### [Problem requirements]
Among the entries that follow, find every line with the word "tree" and list it.
__________________________________________________
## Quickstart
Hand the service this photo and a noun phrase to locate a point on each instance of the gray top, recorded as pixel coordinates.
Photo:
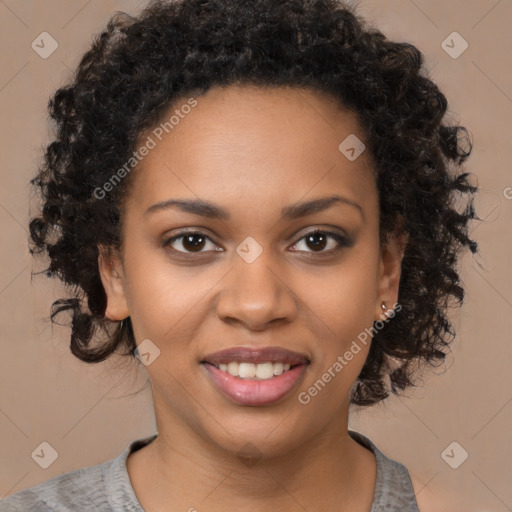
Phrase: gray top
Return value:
(106, 487)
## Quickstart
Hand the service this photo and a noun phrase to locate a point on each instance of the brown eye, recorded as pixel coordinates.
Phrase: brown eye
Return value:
(193, 242)
(318, 240)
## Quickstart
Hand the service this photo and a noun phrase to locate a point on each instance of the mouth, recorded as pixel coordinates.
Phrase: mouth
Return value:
(255, 377)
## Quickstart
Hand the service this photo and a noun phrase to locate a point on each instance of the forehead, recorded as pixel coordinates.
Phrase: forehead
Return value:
(268, 145)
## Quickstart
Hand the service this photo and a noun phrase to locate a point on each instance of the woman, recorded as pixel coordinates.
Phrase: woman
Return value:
(256, 200)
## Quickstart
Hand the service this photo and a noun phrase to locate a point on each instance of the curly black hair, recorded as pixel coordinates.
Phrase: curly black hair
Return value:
(141, 65)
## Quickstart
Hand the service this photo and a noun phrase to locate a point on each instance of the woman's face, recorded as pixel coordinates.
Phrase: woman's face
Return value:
(253, 278)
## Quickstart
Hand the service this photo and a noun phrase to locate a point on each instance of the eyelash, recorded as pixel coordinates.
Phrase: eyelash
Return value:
(341, 240)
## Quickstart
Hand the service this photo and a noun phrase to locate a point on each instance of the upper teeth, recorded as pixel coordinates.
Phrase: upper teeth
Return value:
(251, 370)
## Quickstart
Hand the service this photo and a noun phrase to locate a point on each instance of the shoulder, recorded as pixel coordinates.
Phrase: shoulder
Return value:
(81, 489)
(103, 487)
(393, 486)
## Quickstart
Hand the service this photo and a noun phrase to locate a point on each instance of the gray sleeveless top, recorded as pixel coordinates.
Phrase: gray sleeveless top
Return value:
(106, 487)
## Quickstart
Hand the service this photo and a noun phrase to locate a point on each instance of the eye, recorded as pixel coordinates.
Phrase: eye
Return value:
(319, 240)
(191, 241)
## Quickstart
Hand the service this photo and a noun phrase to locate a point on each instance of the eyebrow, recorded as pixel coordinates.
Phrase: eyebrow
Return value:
(294, 211)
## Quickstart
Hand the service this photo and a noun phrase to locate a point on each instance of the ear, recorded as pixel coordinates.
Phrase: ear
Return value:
(112, 277)
(390, 268)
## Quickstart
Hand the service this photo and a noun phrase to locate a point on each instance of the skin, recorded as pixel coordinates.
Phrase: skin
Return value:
(252, 151)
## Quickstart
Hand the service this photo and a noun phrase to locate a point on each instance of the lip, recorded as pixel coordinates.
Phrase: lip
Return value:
(240, 354)
(255, 392)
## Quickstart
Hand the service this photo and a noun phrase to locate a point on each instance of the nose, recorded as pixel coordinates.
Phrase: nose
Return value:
(256, 294)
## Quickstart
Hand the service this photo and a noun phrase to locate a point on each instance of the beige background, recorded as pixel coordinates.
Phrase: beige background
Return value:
(90, 413)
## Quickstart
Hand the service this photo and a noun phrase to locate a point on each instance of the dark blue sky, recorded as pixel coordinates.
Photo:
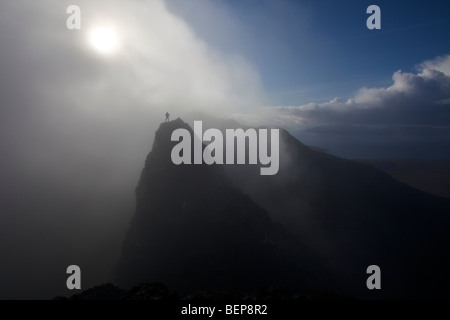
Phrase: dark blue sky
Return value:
(312, 51)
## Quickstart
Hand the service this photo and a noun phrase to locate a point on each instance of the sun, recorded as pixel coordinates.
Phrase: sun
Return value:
(104, 40)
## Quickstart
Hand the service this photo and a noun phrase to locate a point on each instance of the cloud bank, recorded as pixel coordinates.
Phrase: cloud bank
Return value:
(420, 98)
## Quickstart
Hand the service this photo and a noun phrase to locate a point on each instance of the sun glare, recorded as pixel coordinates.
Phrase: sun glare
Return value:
(104, 40)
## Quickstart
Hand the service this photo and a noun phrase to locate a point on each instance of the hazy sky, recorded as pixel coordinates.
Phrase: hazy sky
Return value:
(76, 123)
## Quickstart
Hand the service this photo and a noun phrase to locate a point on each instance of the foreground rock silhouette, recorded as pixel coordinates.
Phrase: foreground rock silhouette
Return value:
(316, 225)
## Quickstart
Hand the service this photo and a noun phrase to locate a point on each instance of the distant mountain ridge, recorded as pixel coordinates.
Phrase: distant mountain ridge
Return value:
(193, 231)
(199, 226)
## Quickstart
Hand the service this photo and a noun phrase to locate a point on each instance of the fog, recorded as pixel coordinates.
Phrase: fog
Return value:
(76, 126)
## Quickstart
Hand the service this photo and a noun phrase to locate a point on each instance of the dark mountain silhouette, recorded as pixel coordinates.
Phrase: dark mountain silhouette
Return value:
(426, 175)
(354, 215)
(317, 224)
(193, 231)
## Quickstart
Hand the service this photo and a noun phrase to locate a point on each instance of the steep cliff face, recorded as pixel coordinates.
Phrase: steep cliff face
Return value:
(355, 215)
(317, 224)
(193, 231)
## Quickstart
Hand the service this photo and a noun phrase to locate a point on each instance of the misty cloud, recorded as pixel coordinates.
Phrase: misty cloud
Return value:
(420, 98)
(75, 127)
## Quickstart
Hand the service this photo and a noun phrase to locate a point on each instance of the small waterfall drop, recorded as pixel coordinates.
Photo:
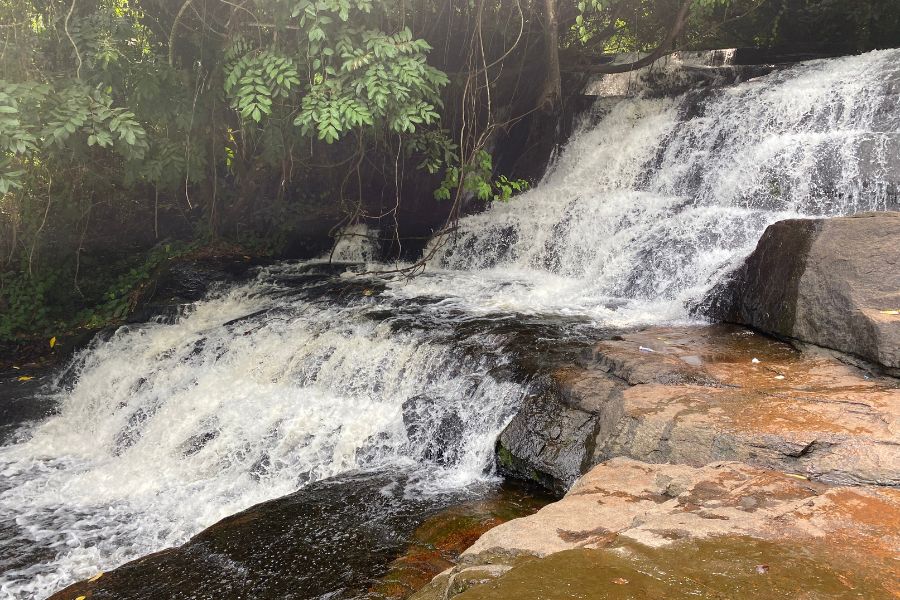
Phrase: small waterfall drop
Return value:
(649, 208)
(166, 427)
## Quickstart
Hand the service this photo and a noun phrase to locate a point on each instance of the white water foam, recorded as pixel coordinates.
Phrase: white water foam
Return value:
(171, 427)
(648, 209)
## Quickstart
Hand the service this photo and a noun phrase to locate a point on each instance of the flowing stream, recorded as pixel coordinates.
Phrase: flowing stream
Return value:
(304, 373)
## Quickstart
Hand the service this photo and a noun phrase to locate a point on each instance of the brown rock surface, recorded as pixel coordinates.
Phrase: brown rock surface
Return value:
(635, 530)
(830, 282)
(699, 397)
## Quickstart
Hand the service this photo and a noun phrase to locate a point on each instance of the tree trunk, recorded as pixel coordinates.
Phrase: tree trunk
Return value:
(551, 94)
(664, 47)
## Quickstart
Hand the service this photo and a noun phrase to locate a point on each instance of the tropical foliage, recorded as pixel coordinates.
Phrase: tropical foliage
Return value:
(125, 124)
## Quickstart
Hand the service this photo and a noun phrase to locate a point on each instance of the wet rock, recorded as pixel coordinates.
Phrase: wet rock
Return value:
(698, 398)
(830, 282)
(702, 532)
(550, 440)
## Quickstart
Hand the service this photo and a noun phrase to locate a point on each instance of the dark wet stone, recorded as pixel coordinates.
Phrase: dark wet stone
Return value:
(333, 539)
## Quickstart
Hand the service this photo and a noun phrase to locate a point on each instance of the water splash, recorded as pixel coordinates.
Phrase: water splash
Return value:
(648, 209)
(169, 427)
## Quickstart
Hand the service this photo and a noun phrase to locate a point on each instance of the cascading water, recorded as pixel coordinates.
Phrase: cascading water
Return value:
(164, 428)
(169, 427)
(649, 208)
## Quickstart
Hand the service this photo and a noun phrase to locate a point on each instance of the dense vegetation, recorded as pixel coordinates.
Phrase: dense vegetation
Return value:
(136, 131)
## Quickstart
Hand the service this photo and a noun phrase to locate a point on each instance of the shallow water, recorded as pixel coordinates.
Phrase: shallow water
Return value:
(307, 372)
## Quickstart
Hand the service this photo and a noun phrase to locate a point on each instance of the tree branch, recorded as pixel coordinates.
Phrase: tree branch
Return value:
(661, 50)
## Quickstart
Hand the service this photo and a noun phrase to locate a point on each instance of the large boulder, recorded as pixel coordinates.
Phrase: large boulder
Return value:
(829, 282)
(629, 529)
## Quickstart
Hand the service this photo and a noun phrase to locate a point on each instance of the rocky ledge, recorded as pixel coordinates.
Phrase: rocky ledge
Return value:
(830, 282)
(629, 529)
(697, 395)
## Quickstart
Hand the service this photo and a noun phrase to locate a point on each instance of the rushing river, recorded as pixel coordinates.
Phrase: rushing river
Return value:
(304, 373)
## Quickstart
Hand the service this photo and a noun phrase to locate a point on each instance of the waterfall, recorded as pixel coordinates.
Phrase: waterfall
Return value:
(649, 208)
(164, 428)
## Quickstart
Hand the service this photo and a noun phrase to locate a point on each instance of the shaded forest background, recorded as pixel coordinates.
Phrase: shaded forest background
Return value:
(137, 132)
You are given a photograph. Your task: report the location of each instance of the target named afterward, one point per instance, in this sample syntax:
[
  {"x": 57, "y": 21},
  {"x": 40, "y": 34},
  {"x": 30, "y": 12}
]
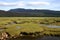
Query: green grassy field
[{"x": 15, "y": 25}]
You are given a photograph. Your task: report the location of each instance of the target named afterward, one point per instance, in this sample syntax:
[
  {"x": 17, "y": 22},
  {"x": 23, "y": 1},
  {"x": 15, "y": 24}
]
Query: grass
[{"x": 29, "y": 24}]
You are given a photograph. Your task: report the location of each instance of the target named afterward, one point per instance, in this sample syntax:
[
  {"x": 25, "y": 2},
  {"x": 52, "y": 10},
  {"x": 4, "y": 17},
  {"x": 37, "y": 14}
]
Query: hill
[{"x": 20, "y": 12}]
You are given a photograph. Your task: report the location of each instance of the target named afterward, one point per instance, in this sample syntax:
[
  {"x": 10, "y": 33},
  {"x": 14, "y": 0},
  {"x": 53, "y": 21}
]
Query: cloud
[
  {"x": 12, "y": 4},
  {"x": 22, "y": 3},
  {"x": 39, "y": 3}
]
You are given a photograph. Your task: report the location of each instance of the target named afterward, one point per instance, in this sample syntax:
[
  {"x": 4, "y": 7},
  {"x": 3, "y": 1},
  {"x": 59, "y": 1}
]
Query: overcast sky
[{"x": 30, "y": 4}]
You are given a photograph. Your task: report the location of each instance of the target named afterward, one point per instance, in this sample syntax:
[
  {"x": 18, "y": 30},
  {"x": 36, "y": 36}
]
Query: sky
[{"x": 30, "y": 4}]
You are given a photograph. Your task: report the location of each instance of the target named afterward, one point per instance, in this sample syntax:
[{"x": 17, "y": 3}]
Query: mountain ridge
[{"x": 21, "y": 12}]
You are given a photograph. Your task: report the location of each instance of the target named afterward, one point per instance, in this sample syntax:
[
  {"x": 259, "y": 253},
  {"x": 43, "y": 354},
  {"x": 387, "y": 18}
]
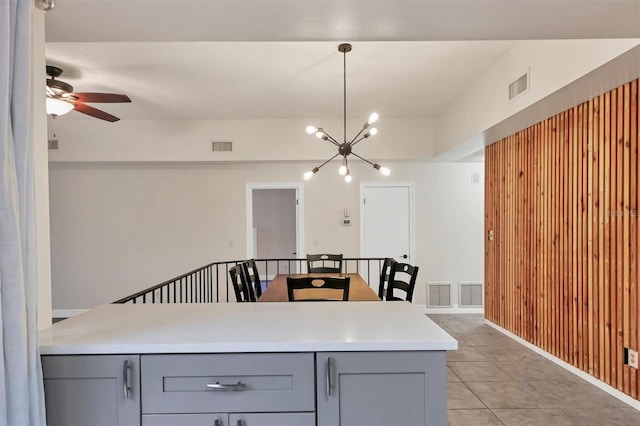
__________________________________________________
### [Solution to the problem]
Hand the service this photo and a noun phrase to locate a point on each instance of the tree trunk, recorded as pixel coordinates.
Phrase: tree trunk
Hand the service this photo and a noun phrase to locate a point on each instance of the tree branch, recorded as pixel coordinates.
Phrase: tree branch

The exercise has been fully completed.